*WHAT IS ASKED*
Which lines of the material below contain the word "could"? Return each such line in full, and treat uppercase and lowercase letters as different.

*DATASET EXCERPTS*
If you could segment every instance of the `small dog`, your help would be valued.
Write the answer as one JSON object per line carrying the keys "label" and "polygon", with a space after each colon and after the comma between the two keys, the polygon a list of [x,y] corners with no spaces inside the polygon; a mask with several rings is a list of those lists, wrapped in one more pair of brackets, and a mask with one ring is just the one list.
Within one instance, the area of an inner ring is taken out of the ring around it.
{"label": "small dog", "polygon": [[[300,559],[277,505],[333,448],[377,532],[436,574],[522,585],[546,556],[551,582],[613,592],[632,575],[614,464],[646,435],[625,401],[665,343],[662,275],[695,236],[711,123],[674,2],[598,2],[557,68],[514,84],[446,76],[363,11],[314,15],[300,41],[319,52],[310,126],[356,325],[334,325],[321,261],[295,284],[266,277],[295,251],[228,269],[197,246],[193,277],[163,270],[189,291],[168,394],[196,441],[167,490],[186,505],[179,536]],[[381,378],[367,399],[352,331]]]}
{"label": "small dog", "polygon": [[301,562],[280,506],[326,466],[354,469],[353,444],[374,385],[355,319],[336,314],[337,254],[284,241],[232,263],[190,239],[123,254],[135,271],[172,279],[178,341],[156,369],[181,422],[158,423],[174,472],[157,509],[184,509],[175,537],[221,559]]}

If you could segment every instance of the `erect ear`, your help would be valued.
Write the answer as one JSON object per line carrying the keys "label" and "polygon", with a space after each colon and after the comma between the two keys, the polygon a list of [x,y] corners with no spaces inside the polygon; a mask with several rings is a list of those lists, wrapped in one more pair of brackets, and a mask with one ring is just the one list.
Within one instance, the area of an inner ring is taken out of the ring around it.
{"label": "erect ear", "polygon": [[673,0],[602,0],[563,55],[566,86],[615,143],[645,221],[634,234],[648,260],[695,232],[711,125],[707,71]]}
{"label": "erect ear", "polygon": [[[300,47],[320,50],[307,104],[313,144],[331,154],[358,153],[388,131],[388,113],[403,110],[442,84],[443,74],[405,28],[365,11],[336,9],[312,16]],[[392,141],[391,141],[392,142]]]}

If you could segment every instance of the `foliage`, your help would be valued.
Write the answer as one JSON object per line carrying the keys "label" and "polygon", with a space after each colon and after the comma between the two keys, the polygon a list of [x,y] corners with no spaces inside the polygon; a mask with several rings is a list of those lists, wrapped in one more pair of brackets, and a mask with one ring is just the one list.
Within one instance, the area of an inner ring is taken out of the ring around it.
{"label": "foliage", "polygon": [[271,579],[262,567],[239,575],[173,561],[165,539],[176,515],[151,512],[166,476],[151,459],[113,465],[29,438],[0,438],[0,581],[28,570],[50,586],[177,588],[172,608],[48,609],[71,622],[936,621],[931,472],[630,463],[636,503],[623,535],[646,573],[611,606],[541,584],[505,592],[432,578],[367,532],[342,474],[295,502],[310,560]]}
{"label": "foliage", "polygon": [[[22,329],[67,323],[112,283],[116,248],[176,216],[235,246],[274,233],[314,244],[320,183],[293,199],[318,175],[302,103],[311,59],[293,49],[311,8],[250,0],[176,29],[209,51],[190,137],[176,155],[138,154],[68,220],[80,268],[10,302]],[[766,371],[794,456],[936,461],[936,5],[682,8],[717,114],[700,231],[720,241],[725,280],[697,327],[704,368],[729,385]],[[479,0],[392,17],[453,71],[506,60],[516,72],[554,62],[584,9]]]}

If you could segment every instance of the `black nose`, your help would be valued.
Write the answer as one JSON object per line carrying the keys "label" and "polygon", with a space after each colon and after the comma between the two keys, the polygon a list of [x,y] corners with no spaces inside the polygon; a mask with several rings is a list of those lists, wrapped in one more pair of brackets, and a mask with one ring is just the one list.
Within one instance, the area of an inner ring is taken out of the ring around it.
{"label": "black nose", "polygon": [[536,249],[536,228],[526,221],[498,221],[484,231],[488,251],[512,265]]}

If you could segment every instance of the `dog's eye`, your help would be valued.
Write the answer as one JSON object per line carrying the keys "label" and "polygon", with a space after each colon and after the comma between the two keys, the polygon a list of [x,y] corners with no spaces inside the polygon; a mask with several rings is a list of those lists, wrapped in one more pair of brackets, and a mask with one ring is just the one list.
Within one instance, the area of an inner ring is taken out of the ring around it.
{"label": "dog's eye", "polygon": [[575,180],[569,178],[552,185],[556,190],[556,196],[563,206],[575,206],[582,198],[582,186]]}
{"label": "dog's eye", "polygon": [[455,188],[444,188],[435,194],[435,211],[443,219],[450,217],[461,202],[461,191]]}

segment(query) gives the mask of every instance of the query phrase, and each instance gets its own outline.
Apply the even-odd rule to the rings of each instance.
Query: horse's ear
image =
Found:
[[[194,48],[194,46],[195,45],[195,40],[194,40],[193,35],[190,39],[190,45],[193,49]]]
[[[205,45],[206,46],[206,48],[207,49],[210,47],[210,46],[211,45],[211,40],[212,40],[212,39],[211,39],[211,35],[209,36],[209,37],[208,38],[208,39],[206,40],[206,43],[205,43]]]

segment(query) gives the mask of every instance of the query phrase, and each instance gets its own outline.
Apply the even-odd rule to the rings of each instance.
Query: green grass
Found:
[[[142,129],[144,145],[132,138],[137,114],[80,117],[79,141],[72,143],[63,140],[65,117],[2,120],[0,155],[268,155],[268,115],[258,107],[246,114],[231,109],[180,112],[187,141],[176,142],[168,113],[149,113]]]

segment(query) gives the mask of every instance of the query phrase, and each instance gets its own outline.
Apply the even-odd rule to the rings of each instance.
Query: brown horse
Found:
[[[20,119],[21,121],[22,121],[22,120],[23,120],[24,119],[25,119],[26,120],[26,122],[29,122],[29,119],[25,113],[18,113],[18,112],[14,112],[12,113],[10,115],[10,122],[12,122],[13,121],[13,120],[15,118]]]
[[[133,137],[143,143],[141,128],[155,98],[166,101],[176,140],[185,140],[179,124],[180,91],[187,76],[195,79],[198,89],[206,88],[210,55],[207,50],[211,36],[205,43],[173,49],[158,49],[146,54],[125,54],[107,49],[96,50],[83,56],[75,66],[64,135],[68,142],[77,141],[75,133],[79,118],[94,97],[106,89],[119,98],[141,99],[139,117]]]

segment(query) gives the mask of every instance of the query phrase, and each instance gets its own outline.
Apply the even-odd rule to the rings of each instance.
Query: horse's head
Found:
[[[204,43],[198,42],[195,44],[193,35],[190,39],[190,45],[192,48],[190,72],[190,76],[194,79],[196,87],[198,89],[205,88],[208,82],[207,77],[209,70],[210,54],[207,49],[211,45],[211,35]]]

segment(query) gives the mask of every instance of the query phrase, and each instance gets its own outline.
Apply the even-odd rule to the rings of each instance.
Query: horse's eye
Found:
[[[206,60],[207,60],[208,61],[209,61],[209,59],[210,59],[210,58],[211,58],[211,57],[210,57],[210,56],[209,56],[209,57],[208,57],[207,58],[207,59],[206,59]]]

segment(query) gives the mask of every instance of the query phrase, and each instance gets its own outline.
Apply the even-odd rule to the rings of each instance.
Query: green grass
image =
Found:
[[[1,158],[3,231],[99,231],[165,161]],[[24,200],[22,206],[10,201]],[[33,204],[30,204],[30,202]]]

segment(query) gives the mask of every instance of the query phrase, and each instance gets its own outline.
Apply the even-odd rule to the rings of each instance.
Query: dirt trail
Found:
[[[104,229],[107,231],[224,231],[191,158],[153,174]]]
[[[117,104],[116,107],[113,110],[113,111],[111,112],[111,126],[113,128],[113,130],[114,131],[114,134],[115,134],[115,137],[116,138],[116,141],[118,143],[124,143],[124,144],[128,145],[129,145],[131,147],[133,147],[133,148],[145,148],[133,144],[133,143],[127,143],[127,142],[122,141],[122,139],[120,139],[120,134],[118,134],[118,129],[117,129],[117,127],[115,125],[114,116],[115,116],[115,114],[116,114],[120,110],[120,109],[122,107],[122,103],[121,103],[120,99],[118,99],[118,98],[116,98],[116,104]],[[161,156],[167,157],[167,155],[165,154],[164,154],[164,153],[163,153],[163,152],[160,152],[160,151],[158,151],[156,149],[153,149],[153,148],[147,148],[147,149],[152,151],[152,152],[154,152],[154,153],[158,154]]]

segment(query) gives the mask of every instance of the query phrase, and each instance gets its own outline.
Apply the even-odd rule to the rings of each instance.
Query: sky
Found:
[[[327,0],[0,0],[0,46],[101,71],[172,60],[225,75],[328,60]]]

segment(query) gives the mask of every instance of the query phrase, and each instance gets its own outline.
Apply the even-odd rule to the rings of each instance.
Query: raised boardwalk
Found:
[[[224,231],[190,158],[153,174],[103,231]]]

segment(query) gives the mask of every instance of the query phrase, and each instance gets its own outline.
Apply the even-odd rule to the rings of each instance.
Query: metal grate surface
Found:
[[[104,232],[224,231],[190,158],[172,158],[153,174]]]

*THE COMPLETED TASK*
If you could segment every instance of the `small dog`, your help would be valued.
If you could segment every instance of the `erect ear`, your help would be valued.
If you could segment every instance of the `foliage`, your help would be valued.
If you could segment every instance of the `black nose`, your help would be valued.
If you could segment every instance of the `dog's eye`, your help would be valued.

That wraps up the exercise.